WHAT IS REQUIRED |
From the forum post on .22 ammunition, reproduce word for word the passage that begins with the words containing "Hollow points v" and ends with "in 11 Winchester.".

SOURCE EXCERPT |
──────────────────────────────

Bulk ammo is a great bargain for plinking. Look to Cabellas. They sell 2200 rounds in an ammo can for a good value.

Avoid Remington 22 ammo. On the whole I find Remington to be a great ammo manufacturer, but universally their 22 ammo is dirty, fails, jams, cruds up the gun for HOURS of fun cleaning time. If you HAVE to shoot them, then do - preferably in a BOLT ACTION where the crud is contained.

Hollow points v non hollow points - no weapon I've ever used had a preference. They all shoot fine. The only thing that notices the difference is the rat, rabbit, squirrel, coyote on the other end.

Some bullet manufacturers make a bullet that has a longer OAL (over all length) than others - Example the CCI Mini Mags. It isn't much. It isn't even visible. But in my pistol because of a slanted mag it holds 10 CCI while I can squeeze in 11 Winchester.

──────────────────────────────

MATERIAL |
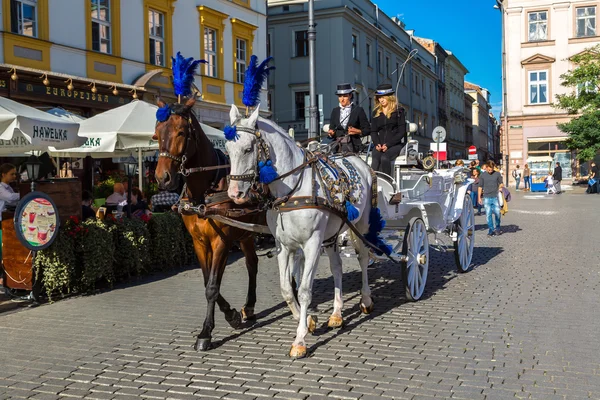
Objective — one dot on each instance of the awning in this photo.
(540, 159)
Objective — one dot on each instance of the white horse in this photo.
(301, 228)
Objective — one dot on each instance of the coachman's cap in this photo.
(385, 89)
(344, 88)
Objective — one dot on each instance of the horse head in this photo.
(173, 132)
(242, 147)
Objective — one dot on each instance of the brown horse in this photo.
(184, 146)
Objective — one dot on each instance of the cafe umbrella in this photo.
(25, 129)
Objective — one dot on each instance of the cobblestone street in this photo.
(522, 323)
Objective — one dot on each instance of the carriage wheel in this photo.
(415, 248)
(465, 240)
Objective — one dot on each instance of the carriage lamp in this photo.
(130, 166)
(33, 170)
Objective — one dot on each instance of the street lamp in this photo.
(130, 166)
(33, 170)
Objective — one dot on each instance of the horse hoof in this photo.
(202, 344)
(235, 321)
(367, 310)
(311, 322)
(335, 322)
(248, 314)
(297, 351)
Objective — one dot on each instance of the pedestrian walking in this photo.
(517, 176)
(490, 186)
(527, 178)
(348, 122)
(550, 187)
(557, 176)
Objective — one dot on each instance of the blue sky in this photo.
(471, 29)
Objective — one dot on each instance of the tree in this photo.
(584, 102)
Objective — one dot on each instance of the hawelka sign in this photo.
(36, 221)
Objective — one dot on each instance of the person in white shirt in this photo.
(8, 174)
(118, 196)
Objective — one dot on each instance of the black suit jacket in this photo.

──────────────────────────────

OUTPUT BELOW |
Hollow points v non hollow points - no weapon I've ever used had a preference. They all shoot fine. The only thing that notices the difference is the rat, rabbit, squirrel, coyote on the other end.

Some bullet manufacturers make a bullet that has a longer OAL (over all length) than others - Example the CCI Mini Mags. It isn't much. It isn't even visible. But in my pistol because of a slanted mag it holds 10 CCI while I can squeeze in 11 Winchester.